[데이터 항목]
|---|
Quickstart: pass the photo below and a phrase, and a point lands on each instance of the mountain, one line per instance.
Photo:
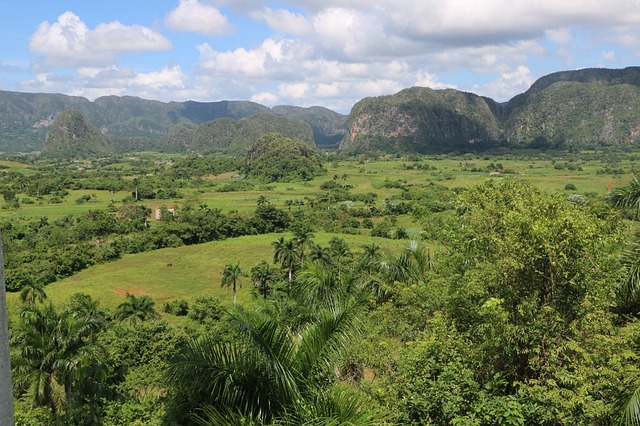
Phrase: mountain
(71, 134)
(128, 122)
(328, 126)
(422, 120)
(230, 136)
(570, 109)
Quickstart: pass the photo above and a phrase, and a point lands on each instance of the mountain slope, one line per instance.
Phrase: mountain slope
(71, 135)
(422, 120)
(25, 118)
(570, 109)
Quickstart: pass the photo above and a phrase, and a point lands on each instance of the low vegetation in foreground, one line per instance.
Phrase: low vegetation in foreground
(467, 289)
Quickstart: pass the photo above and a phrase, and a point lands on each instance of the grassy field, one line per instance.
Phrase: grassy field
(184, 272)
(188, 272)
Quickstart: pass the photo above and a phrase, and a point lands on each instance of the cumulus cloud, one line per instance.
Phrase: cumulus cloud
(199, 17)
(426, 79)
(507, 85)
(68, 42)
(284, 21)
(335, 52)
|---|
## 과제 목표
위 자료 전체에서 "cumulus cloud"를 모두 "puffy cloud"(으)로 바꾸고 나머지는 그대로 둔 채 다시 제시하십시오. 답변에는 사진을 넣지 마십시오.

## 과제 답변
Quickstart: pass the photo below and a phrase, and a point lands on each instance of the mountain, one line per instance.
Photo:
Phrase: mountain
(71, 134)
(128, 122)
(328, 126)
(422, 120)
(230, 136)
(570, 109)
Quickstart: pass the photo above and a phrase, and a point lands on each instance of the mountain slope, one line per instance.
Phrase: mountain slope
(71, 135)
(422, 120)
(25, 118)
(570, 109)
Quickstart: pass the photo above and a phrase, and a point lands on each instance of the low vegetation in foreground, one line per instance.
Phrase: low vegetation in foreground
(467, 289)
Quickstart: pass the photo above and a phrase, and a point lands on each instance of the grassy field, one line per instance.
Phrase: grassy field
(184, 272)
(188, 272)
Quickstart: pass the photo above and a phrase, and a point lands on each instance of the puffy cloud, one line per instance.
Phrase: puffy cloud
(199, 17)
(426, 79)
(507, 85)
(68, 42)
(284, 21)
(335, 52)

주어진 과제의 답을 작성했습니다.